(Records drawn from a dataset)
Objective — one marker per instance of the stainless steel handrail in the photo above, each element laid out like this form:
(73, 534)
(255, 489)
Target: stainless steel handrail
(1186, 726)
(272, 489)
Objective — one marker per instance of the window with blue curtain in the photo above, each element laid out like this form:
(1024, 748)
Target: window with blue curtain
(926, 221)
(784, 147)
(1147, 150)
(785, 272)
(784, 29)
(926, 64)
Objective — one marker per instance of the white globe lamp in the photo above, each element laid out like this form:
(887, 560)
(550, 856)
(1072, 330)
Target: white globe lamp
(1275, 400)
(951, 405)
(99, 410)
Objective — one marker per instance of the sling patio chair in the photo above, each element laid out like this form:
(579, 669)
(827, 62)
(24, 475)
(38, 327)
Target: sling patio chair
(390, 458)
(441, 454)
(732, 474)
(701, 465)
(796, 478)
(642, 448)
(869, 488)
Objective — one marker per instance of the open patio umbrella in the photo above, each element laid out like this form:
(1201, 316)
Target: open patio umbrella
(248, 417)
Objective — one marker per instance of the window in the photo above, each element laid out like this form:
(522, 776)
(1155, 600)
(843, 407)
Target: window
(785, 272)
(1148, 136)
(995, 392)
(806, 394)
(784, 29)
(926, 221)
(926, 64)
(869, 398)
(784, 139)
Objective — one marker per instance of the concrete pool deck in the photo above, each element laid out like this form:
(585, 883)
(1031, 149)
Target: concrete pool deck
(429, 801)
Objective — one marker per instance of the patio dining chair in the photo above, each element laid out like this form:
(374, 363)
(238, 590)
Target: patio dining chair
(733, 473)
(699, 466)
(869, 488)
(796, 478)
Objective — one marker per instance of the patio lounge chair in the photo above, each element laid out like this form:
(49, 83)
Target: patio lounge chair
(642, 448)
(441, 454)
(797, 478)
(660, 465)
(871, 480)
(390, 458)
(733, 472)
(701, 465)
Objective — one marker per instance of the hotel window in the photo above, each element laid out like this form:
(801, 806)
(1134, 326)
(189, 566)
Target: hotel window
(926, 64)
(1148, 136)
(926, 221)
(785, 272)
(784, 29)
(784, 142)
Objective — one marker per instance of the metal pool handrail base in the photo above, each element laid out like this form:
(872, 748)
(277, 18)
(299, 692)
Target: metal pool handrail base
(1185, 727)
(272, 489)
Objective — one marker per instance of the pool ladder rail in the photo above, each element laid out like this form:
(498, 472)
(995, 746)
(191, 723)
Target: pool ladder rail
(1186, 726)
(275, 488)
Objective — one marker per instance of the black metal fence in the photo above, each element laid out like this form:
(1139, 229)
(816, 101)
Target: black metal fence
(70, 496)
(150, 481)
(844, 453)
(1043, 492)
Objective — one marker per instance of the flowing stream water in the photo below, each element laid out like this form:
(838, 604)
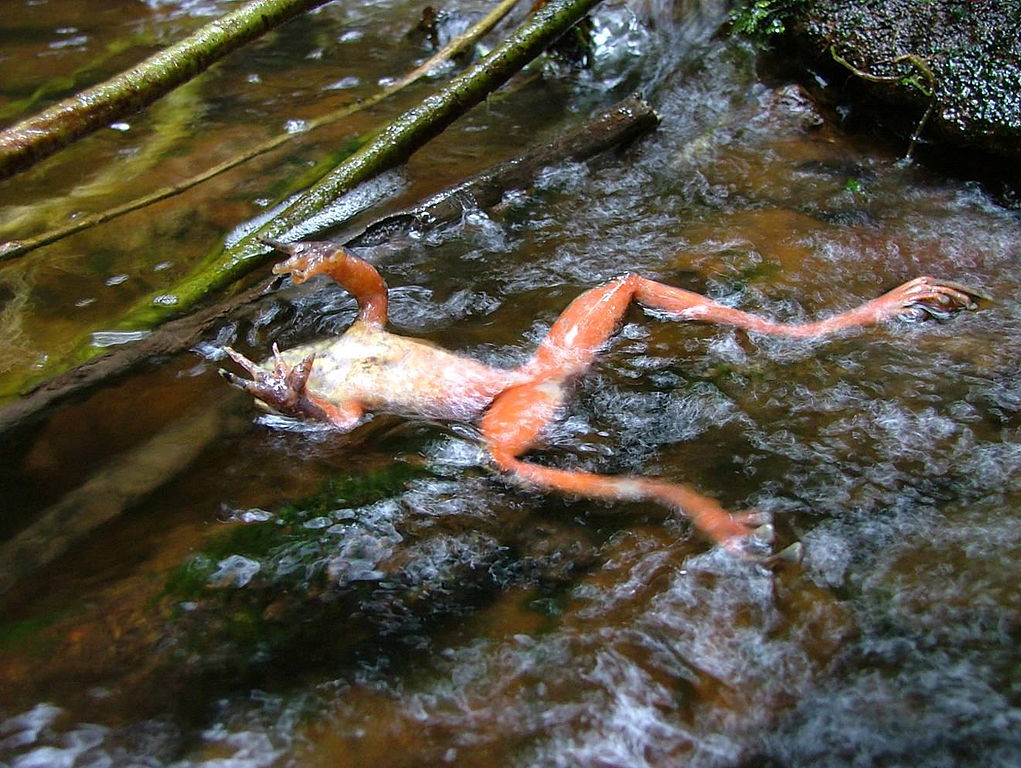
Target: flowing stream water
(269, 594)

**Work item**. Every record gets retyped exactly; no picture goes into the copy.

**Response to the task**.
Objective — one marker per instance of the stainless steel handrail in the photo above, each element laid out like this form:
(73, 534)
(255, 489)
Target: stainless steel handrail
(1186, 726)
(272, 489)
Objective — one marker per instance of the window with blue curtain in the photo above, each element laid out like this form:
(1024, 748)
Target: window with blue curtain
(926, 221)
(784, 147)
(1147, 150)
(785, 272)
(784, 29)
(926, 64)
Objective — one marker per instance of the white globe lamp in the photo above, each element laid out like this form:
(887, 560)
(550, 856)
(1072, 330)
Target: white globe lamp
(1275, 400)
(951, 405)
(99, 410)
Objective — one marker per instance of the sling patio chair in the photo above, each element laid out like this form:
(579, 669)
(827, 62)
(24, 475)
(38, 327)
Target: sling patio chair
(390, 458)
(441, 454)
(732, 474)
(701, 465)
(796, 478)
(642, 448)
(869, 488)
Objective — one marker per instance of the open patio umbrella in the photo above, each element laid out like this form:
(1201, 316)
Target: open patio umbrella
(248, 417)
Objective — one marker per instance of the window in the photo above, each element laid out like this form:
(522, 776)
(1155, 600)
(843, 407)
Target: window
(785, 272)
(1148, 136)
(995, 392)
(806, 394)
(784, 29)
(926, 221)
(926, 64)
(869, 398)
(784, 139)
Objective — one marker per instance of the concrete pool deck in the photo above, each element laid out like this form:
(585, 883)
(1031, 149)
Target: concrete pool deck
(429, 801)
Objective — one marker per instance of the patio dining chair in the photo above, each element laid out like this form:
(374, 363)
(238, 590)
Target: patio dining chair
(733, 473)
(699, 466)
(869, 488)
(796, 478)
Objective — one marker per instance of the patio lounge chair in the photo above, each element laid out like this form:
(49, 83)
Target: patio lounge chair
(642, 448)
(441, 454)
(797, 478)
(660, 465)
(871, 480)
(390, 458)
(733, 472)
(701, 465)
Objective — one marker per instance of the hotel window in the photo above, each element laid out like this form:
(801, 806)
(1134, 326)
(189, 566)
Target: hotel window
(926, 64)
(1148, 136)
(926, 221)
(785, 272)
(784, 29)
(784, 142)
Objective — one marker per instance of the metal pool handrail base in the photo above, each element laid out like this form:
(872, 748)
(277, 18)
(299, 692)
Target: metal pool handrail base
(1185, 727)
(272, 489)
Objective — one marker per instance of the pool ladder rail in the photo above, each element laid out like this form:
(498, 472)
(995, 746)
(191, 723)
Target: pool ladder rail
(1186, 726)
(275, 488)
Objective — one marker per instance of the black metal fence in the photo above, each element laid out like this form:
(1139, 229)
(816, 101)
Target: black metal fence
(70, 496)
(150, 481)
(844, 453)
(1043, 492)
Objective — one marker per instance of the flowing stream water in the photo below, each element laid out like this form:
(838, 604)
Target: flowing stream water
(269, 594)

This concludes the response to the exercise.